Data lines
***

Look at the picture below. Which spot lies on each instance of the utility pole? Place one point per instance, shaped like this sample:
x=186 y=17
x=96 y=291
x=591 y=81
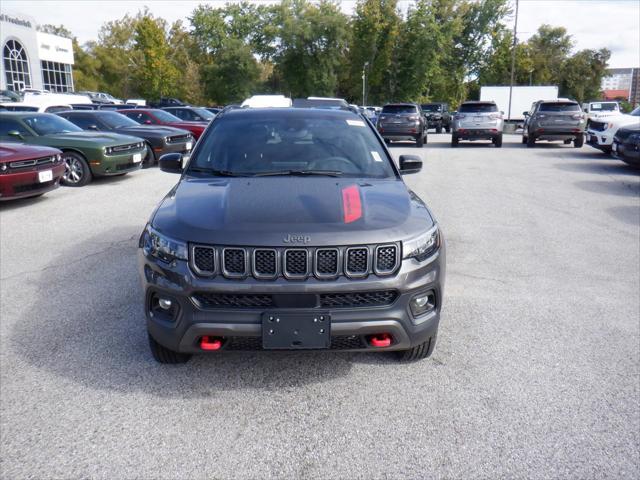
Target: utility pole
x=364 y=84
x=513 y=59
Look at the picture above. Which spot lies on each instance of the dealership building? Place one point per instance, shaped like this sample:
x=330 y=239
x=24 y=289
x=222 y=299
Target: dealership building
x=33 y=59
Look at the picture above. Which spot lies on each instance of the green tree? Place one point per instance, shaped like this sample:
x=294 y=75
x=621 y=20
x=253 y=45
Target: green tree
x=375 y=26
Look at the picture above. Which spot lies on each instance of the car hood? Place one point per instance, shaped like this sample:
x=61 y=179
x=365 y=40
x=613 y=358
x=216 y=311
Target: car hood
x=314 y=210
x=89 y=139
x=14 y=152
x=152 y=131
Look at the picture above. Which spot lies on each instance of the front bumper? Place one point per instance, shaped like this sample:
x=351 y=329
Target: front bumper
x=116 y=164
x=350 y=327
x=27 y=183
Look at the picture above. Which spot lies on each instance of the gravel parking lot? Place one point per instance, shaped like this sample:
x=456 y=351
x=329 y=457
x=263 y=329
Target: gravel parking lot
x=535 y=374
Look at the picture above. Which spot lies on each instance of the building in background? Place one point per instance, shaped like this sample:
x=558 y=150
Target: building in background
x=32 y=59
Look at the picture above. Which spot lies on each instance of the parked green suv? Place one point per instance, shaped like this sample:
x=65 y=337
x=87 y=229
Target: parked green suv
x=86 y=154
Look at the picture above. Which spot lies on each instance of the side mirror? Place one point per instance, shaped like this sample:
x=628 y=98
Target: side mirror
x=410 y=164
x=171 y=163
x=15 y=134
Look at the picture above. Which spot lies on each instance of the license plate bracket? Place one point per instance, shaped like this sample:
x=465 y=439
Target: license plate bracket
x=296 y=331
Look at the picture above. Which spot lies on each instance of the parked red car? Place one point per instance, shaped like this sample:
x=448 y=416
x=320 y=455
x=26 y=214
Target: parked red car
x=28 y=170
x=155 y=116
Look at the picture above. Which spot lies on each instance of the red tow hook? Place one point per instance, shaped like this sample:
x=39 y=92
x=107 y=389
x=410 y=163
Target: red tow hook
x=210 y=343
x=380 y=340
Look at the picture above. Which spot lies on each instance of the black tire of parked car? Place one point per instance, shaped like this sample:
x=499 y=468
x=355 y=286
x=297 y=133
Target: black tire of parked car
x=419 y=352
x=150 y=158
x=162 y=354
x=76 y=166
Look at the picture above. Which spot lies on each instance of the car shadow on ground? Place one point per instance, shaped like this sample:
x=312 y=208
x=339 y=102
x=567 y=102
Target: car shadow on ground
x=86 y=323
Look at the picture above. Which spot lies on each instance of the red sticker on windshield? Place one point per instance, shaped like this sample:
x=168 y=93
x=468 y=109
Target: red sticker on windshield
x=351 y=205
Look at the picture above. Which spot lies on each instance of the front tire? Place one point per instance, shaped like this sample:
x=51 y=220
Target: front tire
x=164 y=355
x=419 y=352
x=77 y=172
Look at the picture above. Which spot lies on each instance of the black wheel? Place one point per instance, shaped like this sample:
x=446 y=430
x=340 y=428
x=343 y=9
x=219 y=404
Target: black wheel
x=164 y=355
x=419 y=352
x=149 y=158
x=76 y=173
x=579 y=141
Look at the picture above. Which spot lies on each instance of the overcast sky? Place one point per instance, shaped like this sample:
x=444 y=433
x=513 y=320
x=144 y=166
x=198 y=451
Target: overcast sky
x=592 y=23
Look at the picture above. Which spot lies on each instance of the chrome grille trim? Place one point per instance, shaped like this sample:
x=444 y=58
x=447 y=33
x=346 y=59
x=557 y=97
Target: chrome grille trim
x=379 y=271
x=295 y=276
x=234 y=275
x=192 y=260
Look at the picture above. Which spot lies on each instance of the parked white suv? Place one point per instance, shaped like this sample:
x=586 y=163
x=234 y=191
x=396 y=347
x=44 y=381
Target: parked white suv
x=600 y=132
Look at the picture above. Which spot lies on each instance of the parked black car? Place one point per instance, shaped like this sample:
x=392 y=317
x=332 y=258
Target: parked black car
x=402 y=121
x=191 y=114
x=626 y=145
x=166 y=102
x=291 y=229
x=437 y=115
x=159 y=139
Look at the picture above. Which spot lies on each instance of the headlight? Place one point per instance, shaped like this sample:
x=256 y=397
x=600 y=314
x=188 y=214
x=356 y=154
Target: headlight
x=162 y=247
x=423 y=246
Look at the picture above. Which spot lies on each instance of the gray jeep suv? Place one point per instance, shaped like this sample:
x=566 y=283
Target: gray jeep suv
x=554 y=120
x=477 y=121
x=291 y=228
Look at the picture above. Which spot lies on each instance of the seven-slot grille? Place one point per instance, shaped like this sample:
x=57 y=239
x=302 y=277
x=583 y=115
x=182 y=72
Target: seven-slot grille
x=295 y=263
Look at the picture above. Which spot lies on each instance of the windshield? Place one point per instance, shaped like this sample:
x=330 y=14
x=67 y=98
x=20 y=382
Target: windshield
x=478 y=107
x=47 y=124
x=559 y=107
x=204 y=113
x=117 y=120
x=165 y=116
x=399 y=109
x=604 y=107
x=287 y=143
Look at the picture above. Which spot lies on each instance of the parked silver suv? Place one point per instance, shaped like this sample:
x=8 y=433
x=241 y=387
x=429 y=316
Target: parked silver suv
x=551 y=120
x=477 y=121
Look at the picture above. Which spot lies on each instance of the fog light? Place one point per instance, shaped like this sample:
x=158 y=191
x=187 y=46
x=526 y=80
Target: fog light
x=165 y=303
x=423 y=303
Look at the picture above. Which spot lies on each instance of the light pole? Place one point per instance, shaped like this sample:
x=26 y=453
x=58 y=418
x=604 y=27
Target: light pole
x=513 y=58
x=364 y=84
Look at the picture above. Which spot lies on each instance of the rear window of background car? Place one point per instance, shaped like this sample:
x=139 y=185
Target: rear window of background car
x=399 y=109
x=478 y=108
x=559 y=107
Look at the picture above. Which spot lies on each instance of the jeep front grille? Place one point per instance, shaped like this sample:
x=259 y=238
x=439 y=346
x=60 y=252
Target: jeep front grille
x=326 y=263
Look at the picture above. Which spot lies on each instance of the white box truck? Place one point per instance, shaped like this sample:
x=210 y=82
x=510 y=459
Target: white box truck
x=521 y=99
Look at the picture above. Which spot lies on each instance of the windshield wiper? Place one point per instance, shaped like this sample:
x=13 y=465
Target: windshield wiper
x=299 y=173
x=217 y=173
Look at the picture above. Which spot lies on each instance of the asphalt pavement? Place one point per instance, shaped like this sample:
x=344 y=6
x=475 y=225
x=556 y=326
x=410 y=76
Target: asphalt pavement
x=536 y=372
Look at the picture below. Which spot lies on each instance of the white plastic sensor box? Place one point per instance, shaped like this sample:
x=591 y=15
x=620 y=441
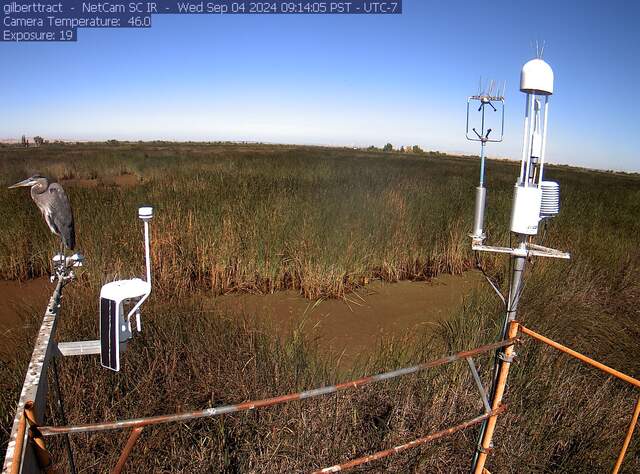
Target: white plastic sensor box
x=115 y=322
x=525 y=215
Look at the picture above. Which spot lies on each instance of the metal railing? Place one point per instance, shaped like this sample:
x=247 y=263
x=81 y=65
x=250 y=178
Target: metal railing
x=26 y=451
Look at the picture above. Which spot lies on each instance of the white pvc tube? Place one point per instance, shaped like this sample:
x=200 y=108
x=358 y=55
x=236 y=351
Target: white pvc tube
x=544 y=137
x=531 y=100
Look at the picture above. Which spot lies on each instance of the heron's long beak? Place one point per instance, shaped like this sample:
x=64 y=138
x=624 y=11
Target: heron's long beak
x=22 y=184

***

Challenge
Copy the lines of the listing word for word, starting at the line containing "the windshield wiper?" and ending at the line containing "x=525 y=215", both included. Leave out the pictures.

Finished exercise
Look at the picture above. Which spot lies on each instance of the windshield wiper? Place one point per instance, shaped like this sample:
x=13 y=465
Target: windshield wiper
x=299 y=173
x=217 y=173
Look at the picture above. Which spot lies on each instance of the asphalt pavement? Place one point per instance, shaped like this sample:
x=344 y=6
x=475 y=225
x=556 y=326
x=410 y=76
Target: asphalt pavement
x=536 y=372
Look at the picture below. Which spot lies on each instance of the white plastic sensor box? Place one point per instance, shaped like this sample:
x=591 y=15
x=620 y=441
Target: white plastic sensor box
x=115 y=322
x=525 y=215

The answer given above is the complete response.